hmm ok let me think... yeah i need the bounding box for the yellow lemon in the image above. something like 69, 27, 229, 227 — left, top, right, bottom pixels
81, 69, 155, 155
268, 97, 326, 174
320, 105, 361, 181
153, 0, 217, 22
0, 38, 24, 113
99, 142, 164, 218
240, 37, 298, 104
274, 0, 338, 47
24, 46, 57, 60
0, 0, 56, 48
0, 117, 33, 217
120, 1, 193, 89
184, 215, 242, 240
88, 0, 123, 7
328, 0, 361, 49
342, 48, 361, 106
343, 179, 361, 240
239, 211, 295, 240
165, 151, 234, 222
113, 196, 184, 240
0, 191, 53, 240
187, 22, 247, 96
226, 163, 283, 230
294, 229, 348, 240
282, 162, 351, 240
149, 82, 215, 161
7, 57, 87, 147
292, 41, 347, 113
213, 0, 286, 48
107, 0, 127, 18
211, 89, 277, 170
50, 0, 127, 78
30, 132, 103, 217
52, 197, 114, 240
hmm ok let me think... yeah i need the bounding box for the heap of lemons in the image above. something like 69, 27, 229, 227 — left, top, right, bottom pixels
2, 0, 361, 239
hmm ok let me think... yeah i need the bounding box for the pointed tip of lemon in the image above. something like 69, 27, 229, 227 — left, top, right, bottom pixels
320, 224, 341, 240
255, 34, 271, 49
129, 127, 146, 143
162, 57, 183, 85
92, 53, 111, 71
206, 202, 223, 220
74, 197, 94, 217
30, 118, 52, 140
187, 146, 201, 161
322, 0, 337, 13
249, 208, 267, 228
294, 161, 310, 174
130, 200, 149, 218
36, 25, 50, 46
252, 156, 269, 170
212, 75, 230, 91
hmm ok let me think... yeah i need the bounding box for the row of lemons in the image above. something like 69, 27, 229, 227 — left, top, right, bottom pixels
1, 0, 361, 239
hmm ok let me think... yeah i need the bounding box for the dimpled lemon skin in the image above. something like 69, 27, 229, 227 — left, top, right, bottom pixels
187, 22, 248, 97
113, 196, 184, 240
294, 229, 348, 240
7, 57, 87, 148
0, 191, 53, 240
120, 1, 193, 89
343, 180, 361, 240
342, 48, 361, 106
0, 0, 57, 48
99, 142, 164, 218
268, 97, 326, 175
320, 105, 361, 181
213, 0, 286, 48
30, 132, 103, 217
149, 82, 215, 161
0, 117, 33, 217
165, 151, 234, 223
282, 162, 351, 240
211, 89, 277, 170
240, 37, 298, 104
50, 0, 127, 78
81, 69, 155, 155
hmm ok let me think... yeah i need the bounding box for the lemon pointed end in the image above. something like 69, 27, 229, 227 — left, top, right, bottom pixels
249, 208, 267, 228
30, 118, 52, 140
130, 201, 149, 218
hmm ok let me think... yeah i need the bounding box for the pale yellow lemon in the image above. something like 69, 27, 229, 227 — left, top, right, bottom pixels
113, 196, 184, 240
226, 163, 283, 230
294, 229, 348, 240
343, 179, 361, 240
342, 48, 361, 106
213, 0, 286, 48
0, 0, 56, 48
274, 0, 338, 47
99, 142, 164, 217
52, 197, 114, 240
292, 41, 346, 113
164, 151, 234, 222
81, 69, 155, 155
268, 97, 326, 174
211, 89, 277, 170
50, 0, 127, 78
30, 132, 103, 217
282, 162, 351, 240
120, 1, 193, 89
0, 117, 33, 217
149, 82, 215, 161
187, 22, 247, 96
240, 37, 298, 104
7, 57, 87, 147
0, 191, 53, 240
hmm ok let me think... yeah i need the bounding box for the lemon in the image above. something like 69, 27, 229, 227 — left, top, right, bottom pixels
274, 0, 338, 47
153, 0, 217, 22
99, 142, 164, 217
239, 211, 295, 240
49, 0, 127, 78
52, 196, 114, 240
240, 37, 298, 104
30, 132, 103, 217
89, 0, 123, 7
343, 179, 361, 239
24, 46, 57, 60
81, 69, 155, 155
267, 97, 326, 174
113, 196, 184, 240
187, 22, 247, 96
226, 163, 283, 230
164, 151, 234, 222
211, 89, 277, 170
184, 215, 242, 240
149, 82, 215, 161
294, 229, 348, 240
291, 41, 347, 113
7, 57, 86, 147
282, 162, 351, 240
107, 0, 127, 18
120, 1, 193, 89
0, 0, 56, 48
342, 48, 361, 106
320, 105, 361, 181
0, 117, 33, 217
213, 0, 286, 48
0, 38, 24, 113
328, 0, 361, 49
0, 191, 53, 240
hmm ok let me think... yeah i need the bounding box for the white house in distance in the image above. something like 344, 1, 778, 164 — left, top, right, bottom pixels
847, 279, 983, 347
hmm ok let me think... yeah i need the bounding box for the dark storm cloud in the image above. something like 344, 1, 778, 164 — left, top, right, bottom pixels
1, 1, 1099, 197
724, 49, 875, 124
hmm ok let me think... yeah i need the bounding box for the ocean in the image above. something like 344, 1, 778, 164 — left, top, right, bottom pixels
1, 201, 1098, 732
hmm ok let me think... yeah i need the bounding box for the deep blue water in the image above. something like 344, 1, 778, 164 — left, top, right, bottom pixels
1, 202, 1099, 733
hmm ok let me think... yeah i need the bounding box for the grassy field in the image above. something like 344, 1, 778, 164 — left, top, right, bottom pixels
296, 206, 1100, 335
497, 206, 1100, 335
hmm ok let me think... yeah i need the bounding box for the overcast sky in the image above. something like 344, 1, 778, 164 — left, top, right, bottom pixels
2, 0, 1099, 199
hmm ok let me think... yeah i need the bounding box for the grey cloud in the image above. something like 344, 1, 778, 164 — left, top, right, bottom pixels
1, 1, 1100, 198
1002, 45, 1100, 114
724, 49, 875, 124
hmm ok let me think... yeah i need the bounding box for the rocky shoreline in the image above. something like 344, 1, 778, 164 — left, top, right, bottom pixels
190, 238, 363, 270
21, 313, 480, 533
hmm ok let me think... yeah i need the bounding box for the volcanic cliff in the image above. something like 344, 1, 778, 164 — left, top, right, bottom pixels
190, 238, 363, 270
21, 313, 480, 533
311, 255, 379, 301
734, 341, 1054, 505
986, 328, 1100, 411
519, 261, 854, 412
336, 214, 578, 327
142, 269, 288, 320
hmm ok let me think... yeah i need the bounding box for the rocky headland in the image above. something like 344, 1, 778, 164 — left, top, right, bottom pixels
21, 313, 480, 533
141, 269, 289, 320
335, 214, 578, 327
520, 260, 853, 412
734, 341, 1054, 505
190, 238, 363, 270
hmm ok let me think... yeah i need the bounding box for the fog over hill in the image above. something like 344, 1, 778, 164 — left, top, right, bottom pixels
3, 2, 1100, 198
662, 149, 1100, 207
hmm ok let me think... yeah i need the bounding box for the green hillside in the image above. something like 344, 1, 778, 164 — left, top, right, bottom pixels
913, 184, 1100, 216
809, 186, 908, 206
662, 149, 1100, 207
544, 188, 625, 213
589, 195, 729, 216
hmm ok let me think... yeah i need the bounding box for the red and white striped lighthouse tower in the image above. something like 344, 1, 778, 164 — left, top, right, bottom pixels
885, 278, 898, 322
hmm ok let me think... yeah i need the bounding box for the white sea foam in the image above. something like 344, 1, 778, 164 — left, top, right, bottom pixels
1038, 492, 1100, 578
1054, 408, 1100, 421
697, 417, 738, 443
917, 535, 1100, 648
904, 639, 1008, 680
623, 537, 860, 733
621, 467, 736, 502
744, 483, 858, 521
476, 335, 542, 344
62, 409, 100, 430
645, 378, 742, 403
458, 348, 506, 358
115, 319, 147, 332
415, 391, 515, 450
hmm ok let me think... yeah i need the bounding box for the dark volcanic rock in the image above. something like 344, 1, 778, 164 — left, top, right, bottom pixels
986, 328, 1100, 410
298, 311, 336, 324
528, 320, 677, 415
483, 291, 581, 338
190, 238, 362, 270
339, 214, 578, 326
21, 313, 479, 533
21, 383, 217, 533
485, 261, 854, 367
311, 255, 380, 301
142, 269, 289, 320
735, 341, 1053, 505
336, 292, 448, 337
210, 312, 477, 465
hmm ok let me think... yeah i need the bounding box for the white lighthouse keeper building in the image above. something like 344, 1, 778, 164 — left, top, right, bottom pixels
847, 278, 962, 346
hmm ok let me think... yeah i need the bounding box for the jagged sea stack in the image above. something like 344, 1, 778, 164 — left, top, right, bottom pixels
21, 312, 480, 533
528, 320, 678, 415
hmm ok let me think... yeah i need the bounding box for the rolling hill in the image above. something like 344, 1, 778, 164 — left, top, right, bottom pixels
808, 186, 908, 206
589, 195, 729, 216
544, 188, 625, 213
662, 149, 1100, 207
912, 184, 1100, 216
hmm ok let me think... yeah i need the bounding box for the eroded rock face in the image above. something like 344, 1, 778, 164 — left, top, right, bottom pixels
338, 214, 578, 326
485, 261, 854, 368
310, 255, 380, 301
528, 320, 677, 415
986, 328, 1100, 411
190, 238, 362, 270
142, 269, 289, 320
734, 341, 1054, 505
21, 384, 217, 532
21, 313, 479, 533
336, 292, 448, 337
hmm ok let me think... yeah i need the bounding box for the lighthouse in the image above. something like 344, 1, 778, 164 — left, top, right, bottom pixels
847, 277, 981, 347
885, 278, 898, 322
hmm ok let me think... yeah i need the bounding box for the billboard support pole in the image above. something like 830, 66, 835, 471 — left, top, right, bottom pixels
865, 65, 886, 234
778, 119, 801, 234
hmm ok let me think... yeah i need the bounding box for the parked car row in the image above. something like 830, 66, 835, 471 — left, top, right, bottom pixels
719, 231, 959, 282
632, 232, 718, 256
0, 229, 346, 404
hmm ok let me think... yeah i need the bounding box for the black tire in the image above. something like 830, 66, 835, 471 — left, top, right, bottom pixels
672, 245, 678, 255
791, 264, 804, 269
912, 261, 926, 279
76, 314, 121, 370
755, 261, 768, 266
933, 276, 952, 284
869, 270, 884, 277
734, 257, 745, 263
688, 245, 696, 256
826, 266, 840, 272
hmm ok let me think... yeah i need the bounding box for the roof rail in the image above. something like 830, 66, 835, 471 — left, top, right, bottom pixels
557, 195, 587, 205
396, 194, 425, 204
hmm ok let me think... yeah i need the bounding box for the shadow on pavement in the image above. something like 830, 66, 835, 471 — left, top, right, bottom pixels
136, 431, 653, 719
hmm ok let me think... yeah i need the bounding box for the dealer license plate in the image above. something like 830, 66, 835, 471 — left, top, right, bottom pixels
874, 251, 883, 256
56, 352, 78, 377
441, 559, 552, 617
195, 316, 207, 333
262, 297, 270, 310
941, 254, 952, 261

----------------------------------------

> **Task to complete**
Your answer must be the line containing "for the shadow" through the last line above, copied exactly, with nothing added.

> **Exercise response**
hmm ok let me think... yeah i need the bounding box for the shadow on pavement in the image above. something like 830, 66, 835, 471 — left, top, right, bottom pixels
136, 431, 653, 719
hmm ok let me think... yeah i need the bounding box for the dealer license plate in the image above. something like 830, 66, 835, 471 — left, top, right, bottom pixels
874, 251, 883, 256
56, 352, 78, 377
441, 559, 552, 617
195, 316, 207, 333
262, 297, 270, 310
941, 254, 952, 261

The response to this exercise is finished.